**PROMPT:**
Reproduce every one of the records below line for line, leaving the pictures out.

------------

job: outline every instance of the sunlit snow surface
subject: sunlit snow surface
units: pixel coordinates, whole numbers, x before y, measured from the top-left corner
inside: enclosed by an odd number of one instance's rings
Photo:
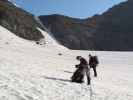
[[[91,86],[71,83],[79,63],[75,57],[88,59],[89,53],[100,59],[98,77],[91,70]],[[133,52],[71,51],[57,43],[40,46],[0,26],[0,100],[133,100],[132,60]]]

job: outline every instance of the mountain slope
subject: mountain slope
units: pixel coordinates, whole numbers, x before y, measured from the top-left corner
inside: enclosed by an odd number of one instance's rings
[[[37,27],[41,28],[41,25],[34,16],[8,0],[0,0],[0,25],[28,40],[37,41],[44,38],[37,30]]]
[[[128,0],[83,20],[62,15],[40,19],[58,41],[71,49],[132,51],[132,5],[133,1]]]
[[[0,100],[132,100],[132,52],[64,51],[48,45],[0,26]],[[91,86],[70,82],[79,63],[75,57],[88,59],[89,53],[100,59],[98,77],[91,71]]]

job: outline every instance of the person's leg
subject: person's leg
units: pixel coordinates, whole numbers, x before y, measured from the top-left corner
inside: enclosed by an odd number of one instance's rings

------------

**RESULT:**
job: outline every instance of the sunlit snow surface
subject: sunlit snow surface
units: pixel coordinates, whole numbers, x before y, measured from the top-left corner
inside: enclosed by an odd number of one instance's rings
Photo:
[[[91,86],[71,83],[79,63],[75,57],[88,59],[89,53],[100,59],[98,77],[91,70]],[[133,52],[71,51],[57,43],[40,46],[0,26],[0,100],[133,100],[132,60]]]

job: outline every instance of the mountain slope
subject: mountain slope
units: pixel coordinates, whole numbers, x before y, measured from the top-left corner
inside: enclosed by an odd number of one instance's rings
[[[37,27],[41,28],[41,25],[34,16],[8,0],[0,0],[0,25],[28,40],[37,41],[44,38],[37,30]]]
[[[128,0],[83,20],[62,15],[40,19],[58,41],[71,49],[132,51],[132,5],[133,1]]]
[[[0,100],[132,100],[132,52],[64,51],[48,45],[0,26]],[[91,86],[70,82],[79,63],[75,57],[88,59],[89,53],[100,59],[98,77],[91,71]]]

job: outline every instance of the person's leg
subject: person's leg
units: pixel coordinates, whole numbers, x before y, measured from the top-left corner
inside: enclosed by an odd number of one instance's rings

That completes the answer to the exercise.